30 nov. 2011

Dans la rue... Jean-Baptiste Dumay, Paris

18 Novembre 2011









Bonjour Walter!

Il est deux heures du matin et je me suis installée à mon bureau pour t'écrire une lettre. Tu vas me dire que tu n'as même pas encore répondu à la précédente, mais j'ai fait un rêve très très étrange cette nuit, et tu sais comme j'aime les rêves, je trouve qu'ils sont comme des petites clés qu'il faut manipuler avec la plus grande délicatesse quand on se réveille parce qu'elles deviennent toutes molles et peuvent changer de forme et alors elles ne servent plus à rien, enfin bref. Ce rêve là, il était complètement différent - et je n'ai pas réussi à me rendormir après. 

Alors je me suis mise à penser à toi. Et c'était presque aussi étrange que mon rêve tu sais, je me disais que je me considérais un peu comme ta femme, même si tu en as déjà une - tu trouves ça débile, non? - et que la façon dont je pensais à toi à chaque fois que je t'écrivais ça ressemblait à la façon dont j'imaginais qu'on devait penser à son mari quand on lui écrit. Il ne m'en fallait pas plus, comme tu peux te l'imaginer, pour que je me demande si c'était possible d'être mariés plusieurs fois, à plusieurs hommes en même temps. Mais comprends-moi bien. Je ne te parle pas du tout de polygamie, non, non, non. Je ne suis pas en train d'imaginer qu'on puisse vraiment être mariés toi et moi, et encore moins vivre avec ta femme. Je pensais à quelque chose...  Bon, je m'explique. Par exemple, tu ne t'es jamais dit que, dans une autre dimension que celle dans laquelle je t'écris cette lettre, nous étions peut-être mariés, et avions même des enfants? Tu n'as jamais pensé au prénom de nos enfants? Dans quelle classe ils allaient faire leur rentrée cette année, et s'ils s'en sortaient bien?

__Objectifs__.
**a.** Citez tous les noms propres de personnes et de lieux qui figurent dans la lettre.
**b.** Recopiez, s'il vous plaît, le passage de la lettre qui commence aux mots "18 Novembre 2011" et s'arrête après "me rendormir après.".
Les lignes ci-dessous forment un matériau distinct de la lettre.

__Lignes fournies__.
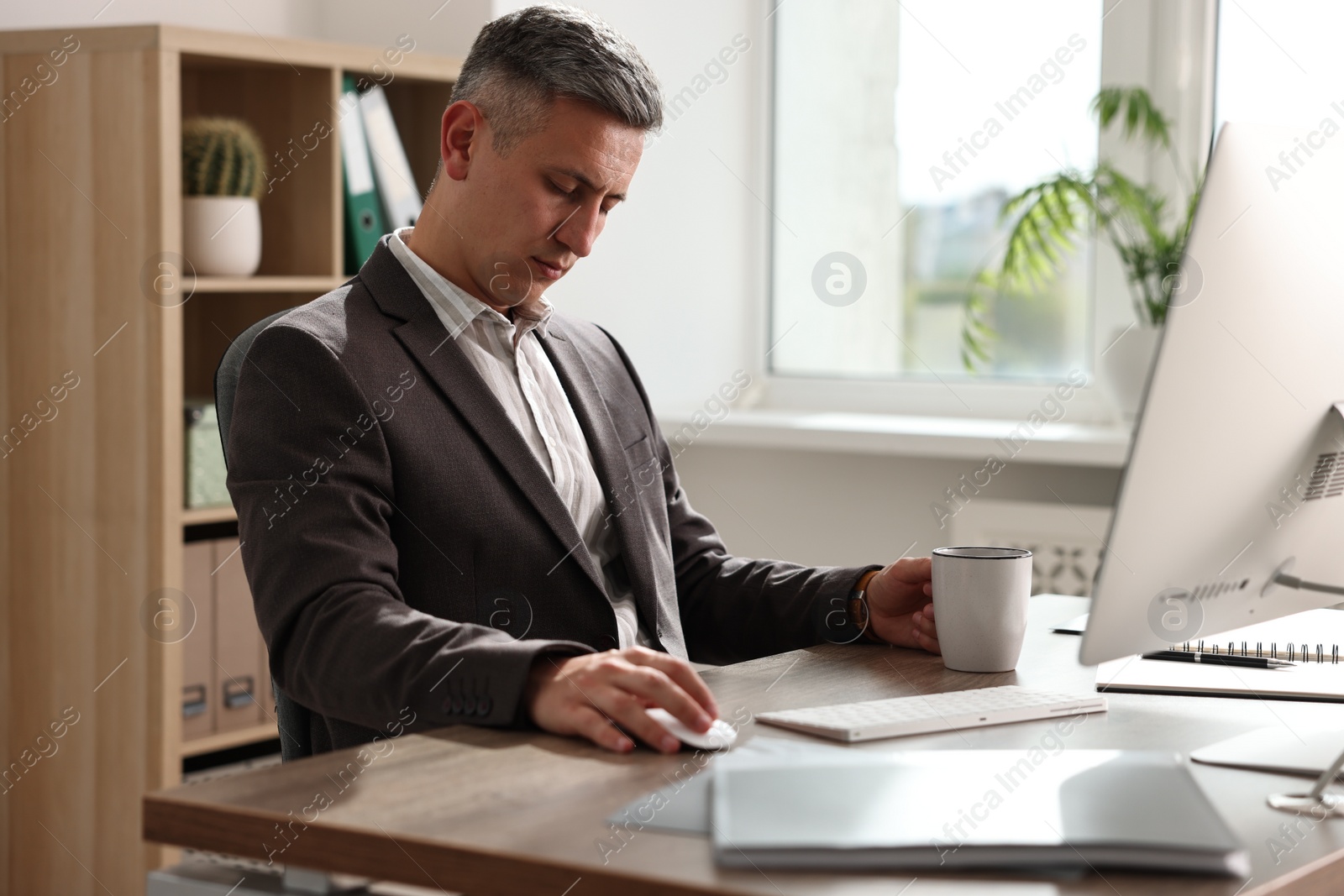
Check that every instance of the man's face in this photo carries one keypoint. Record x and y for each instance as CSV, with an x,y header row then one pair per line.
x,y
530,215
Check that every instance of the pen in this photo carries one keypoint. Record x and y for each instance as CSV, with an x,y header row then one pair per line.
x,y
1220,660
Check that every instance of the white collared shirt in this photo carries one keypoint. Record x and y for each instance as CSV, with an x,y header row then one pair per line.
x,y
515,367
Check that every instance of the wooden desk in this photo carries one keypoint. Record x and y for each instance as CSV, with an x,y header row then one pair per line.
x,y
506,813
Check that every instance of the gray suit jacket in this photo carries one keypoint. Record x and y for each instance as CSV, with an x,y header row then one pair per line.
x,y
409,557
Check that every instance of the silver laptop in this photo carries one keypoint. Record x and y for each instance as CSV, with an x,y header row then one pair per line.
x,y
1074,809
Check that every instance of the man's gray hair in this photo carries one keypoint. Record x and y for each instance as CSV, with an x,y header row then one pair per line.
x,y
523,60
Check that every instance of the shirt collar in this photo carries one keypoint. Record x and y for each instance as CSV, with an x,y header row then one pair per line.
x,y
460,308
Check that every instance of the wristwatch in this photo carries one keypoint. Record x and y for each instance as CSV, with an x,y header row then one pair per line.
x,y
859,606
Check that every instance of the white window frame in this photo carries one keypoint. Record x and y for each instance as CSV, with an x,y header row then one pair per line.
x,y
1167,46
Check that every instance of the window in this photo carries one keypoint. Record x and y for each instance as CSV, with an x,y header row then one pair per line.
x,y
900,129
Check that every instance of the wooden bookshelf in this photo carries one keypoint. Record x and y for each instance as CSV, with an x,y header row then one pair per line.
x,y
92,517
228,739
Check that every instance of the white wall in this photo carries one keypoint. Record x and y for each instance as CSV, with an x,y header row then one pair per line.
x,y
679,275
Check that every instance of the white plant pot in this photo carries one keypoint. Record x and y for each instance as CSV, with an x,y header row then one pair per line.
x,y
221,235
1126,364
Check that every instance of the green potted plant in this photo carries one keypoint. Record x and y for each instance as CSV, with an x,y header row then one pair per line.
x,y
222,181
1053,217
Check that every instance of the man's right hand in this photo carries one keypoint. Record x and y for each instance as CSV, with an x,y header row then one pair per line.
x,y
602,696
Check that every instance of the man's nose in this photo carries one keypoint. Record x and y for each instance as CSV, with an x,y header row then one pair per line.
x,y
580,230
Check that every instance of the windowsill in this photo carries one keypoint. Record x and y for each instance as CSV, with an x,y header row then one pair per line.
x,y
905,436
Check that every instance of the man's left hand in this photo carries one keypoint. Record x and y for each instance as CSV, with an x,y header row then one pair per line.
x,y
900,605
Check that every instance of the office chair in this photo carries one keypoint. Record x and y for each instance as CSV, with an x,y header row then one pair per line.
x,y
292,719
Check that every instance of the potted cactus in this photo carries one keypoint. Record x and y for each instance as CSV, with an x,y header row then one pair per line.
x,y
222,181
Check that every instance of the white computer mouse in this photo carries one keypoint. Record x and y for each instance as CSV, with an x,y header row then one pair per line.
x,y
719,736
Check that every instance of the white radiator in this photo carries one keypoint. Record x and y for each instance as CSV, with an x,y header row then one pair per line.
x,y
1066,542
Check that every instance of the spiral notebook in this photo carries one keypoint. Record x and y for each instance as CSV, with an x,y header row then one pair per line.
x,y
1312,640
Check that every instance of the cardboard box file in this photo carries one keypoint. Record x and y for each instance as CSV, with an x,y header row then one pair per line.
x,y
198,694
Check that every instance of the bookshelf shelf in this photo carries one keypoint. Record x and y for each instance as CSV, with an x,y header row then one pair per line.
x,y
228,739
92,516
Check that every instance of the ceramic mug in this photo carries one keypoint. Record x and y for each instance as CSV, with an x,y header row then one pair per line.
x,y
980,606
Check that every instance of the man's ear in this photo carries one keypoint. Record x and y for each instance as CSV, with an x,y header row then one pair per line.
x,y
461,132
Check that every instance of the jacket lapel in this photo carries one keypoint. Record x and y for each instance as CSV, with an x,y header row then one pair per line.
x,y
612,466
427,340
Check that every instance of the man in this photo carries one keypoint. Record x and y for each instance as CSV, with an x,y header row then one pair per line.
x,y
456,506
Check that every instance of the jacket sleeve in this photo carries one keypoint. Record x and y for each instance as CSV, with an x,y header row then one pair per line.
x,y
737,609
323,567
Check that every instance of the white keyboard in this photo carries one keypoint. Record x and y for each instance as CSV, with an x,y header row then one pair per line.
x,y
933,712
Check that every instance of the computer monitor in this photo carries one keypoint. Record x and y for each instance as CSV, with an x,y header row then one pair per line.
x,y
1231,504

__Réponses dans l'ordre__.
**a.** Jean-Baptiste Dumay, Paris, Walter

**b.**
18 Novembre 2011









Bonjour Walter!

Il est deux heures du matin et je me suis installée à mon bureau pour t'écrire une lettre. Tu vas me dire que tu n'as même pas encore répondu à la précédente, mais j'ai fait un rêve très très étrange cette nuit, et tu sais comme j'aime les rêves, je trouve qu'ils sont comme des petites clés qu'il faut manipuler avec la plus grande délicatesse quand on se réveille parce qu'elles deviennent toutes molles et peuvent changer de forme et alors elles ne servent plus à rien, enfin bref. Ce rêve là, il était complètement différent - et je n'ai pas réussi à me rendormir après.